[Excerpts from pointing data]
○ ○ ○ ○ ○ ○ ○

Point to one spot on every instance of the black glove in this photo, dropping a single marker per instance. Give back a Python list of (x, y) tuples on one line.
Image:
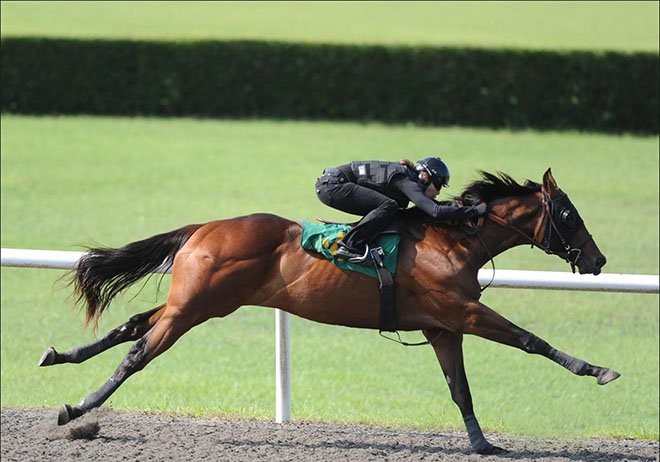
[(481, 208), (476, 210)]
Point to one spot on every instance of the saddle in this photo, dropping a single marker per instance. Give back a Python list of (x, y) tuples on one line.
[(323, 238)]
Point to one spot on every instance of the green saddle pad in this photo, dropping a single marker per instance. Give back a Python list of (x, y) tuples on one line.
[(323, 237)]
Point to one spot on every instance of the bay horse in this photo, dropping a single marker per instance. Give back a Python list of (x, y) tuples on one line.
[(257, 260)]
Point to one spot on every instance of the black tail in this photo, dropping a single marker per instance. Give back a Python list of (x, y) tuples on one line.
[(102, 273)]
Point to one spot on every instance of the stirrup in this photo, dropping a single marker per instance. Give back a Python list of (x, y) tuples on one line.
[(352, 255), (362, 258)]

○ ○ ○ ○ ○ ○ ○

GIVEN INSTRUCTION: Change "bay horse" to "brown horse" everywhere in the lines above, keeping everything else the same, and write the lines out again without the pictures.

SOLUTION:
Point to one spot on every instance of the black glove in this photo, dropping a single marker per instance. Give back a Python list of (x, y) tuples on one line.
Image:
[(481, 208), (476, 210)]
Point to one spot on every instance of the saddle in this photo, dropping a single marker per instance. Give back a Python list of (x, y) tuples on one line.
[(323, 238)]
Point to one spot on every instance of the green saddle pad in this photo, dropping a single marker per instance. Give back a Python list of (x, y) tuples on one line.
[(323, 237)]
Point to one spot on every instance of the brown horse in this photo, dropping a single marker per instance. Give back a Python list of (x, y) tuples on one line.
[(257, 260)]
Point to one spot on every instance of the black tail in this photo, dropping a single marker per instance. Give back a Python list of (x, y) tuples on one line.
[(102, 273)]
Point to one spot on every instance of the stirrup in this photo, dropping a single marker per instance. Give back a Python list of (x, y) tuples on one line.
[(352, 255), (362, 258)]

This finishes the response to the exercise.